START Data excerpts

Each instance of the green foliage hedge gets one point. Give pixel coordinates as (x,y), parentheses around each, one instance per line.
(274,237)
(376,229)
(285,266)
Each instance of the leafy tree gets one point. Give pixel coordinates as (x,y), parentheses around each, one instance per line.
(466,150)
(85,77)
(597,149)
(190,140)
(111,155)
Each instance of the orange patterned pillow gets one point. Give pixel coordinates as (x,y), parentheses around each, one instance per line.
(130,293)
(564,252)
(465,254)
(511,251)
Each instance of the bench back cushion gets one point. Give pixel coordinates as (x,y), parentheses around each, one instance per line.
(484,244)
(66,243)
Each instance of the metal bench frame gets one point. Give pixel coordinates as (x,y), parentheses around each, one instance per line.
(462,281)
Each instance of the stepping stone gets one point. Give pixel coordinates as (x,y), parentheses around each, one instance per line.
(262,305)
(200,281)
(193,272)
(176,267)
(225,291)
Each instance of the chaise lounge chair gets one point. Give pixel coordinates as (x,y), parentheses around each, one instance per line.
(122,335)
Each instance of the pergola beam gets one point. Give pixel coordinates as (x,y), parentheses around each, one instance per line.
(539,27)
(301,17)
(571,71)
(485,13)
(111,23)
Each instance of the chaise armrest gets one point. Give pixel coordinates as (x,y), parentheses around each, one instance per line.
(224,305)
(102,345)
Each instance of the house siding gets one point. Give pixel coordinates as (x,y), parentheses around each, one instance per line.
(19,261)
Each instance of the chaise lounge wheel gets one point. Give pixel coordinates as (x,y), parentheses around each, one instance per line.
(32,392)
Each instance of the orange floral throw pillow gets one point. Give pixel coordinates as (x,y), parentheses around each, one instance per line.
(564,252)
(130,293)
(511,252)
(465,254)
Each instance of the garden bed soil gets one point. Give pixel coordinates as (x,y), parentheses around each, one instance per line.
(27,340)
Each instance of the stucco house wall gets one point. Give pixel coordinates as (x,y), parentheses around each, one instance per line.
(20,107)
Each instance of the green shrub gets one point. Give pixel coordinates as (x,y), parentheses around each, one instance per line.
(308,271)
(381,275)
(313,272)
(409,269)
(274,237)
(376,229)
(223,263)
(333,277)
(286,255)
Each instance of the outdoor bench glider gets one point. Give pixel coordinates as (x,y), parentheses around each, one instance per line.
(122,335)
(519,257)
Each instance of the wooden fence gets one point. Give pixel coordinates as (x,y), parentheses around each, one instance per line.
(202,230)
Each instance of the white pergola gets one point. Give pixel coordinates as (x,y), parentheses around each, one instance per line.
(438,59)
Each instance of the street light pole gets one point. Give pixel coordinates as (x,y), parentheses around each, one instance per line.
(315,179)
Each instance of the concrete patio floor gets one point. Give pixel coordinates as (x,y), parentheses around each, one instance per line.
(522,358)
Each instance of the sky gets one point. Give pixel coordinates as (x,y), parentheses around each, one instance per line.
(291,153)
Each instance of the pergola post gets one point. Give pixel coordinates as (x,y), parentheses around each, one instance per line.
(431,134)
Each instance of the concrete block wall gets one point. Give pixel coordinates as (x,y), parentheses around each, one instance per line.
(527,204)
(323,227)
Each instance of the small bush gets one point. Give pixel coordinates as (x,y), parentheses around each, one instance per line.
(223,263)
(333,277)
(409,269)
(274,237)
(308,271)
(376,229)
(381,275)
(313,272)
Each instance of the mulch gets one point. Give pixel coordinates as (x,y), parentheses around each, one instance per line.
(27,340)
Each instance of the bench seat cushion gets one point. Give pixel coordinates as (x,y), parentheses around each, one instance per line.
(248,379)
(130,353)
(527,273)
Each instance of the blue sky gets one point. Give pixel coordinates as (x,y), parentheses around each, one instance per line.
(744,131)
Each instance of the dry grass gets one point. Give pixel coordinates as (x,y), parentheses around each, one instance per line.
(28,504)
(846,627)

END Data excerpts

◆ What is expected ◆
An exact copy of the listing above is what this exercise asks for.

◆ Task output ◆
Each instance of the green foliage hedge gets one point. Give pixel coordinates as (x,y), parentheses around each, one instance per line.
(274,237)
(376,229)
(285,266)
Each instance of the leafy tree gets one point. Give pixel coordinates as (x,y), parentheses around each, one instance per line.
(466,150)
(85,77)
(597,149)
(190,140)
(111,155)
Each instance of the orange patterned pillow gets one point. Give pixel coordinates as (x,y), parentheses around each, one instance per line.
(130,293)
(564,252)
(465,254)
(511,251)
Each instance of the bench back cushion gets one point. Give pixel coordinates as (x,y), parentheses around each, one instance per line.
(484,244)
(66,243)
Each instance of the metal bench frame gets one point. Give pixel coordinates as (x,y), parentheses around each, one instance per line.
(462,281)
Each instance of the stepping stone gets one point. Give pixel coordinates as (x,y), parentheses around each, one instance per line.
(262,305)
(200,281)
(193,272)
(176,267)
(225,291)
Each instance of the chaise lounge chair gets one point. Give pixel coordinates as (x,y), parentheses around each, one instance per line.
(122,335)
Each instance of the pergola beam gets one point. Give pixel coordinates as (x,y), parentheses around each, one instance per line.
(539,27)
(301,17)
(571,71)
(485,13)
(111,23)
Each instance of the chaise armrest gets one point. Give pixel coordinates as (x,y), parentheses around each, one instance per line.
(224,305)
(102,345)
Each instance of the house siding gets one point. Give pixel coordinates as (x,y), parentheses around each, one instance per line.
(19,261)
Each instance of the chaise lounge wheel gets one point. Give pixel coordinates as (x,y), parentheses around each, one instance per line.
(32,392)
Each instance of the orange floral throw pillow gets one point. Give pixel coordinates as (x,y), parentheses around each, one instance per line.
(564,252)
(130,293)
(511,252)
(465,254)
Each instance of the garden bed soil gets one point. Give pixel coordinates as (x,y), parentheses around each, one instance per line.
(27,340)
Each instance of the stucco house wall gets one point. Give pixel coordinates as (x,y), parentheses around each, one instance per line.
(20,107)
Each instance of the green shrub gets one point. Give pixel coordinates as (x,y), parentheses around each, one instance per line.
(308,271)
(381,275)
(313,272)
(409,269)
(274,237)
(376,229)
(223,263)
(333,277)
(286,255)
Each instance of the outdoor bench glider gets one point. Give pixel coordinates as (x,y), parentheses around each, one instance per line.
(122,335)
(519,257)
Each instance of the wooden fence gets one point. Give pixel coordinates as (x,y), parentheses around each, one instance per line.
(202,230)
Each instance of the white pergola gets one point. Give pixel coordinates as (x,y), parentheses around each, one instance per line.
(438,59)
Each instance of the street light pole gets one point. Give pixel coordinates as (x,y), parentheses around each, one instance per line.
(315,179)
Each instance of the concrete patio floor gets one point. Give pixel coordinates as (x,y), parentheses around each, one instance per line.
(522,358)
Each instance of the sky gets one point. Give pixel coordinates as (x,y), parentheses around each, one instance per line.
(291,153)
Each instance of the pergola post gets one point. Give pixel coordinates as (x,y), parentheses around each, one instance per line.
(431,134)
Each instance of the concrete block wall gets one point. Give pixel coordinates as (x,y), parentheses around each, one instance per line.
(527,204)
(323,227)
Each instance of the small bush gets one point. Give pixel coordinates as (x,y), parentheses around each, one instance per line.
(223,263)
(333,277)
(409,269)
(274,237)
(308,271)
(376,229)
(381,275)
(313,272)
Each instance of the mulch gets one point. Give pixel coordinates as (x,y), parentheses around each, one instance per line.
(27,340)
Each instance of the bench seat cushion gets one point. Give pixel coordinates as (x,y), parentheses around each, one instance per line.
(248,379)
(130,353)
(527,273)
Each instance of the blue sky gets one point. Give pixel coordinates as (x,y), parentheses around each, one instance per line.
(744,131)
Each instance of the dry grass gets one point. Give pixel coordinates as (x,y), parentheses around each, one instance per line.
(28,504)
(846,627)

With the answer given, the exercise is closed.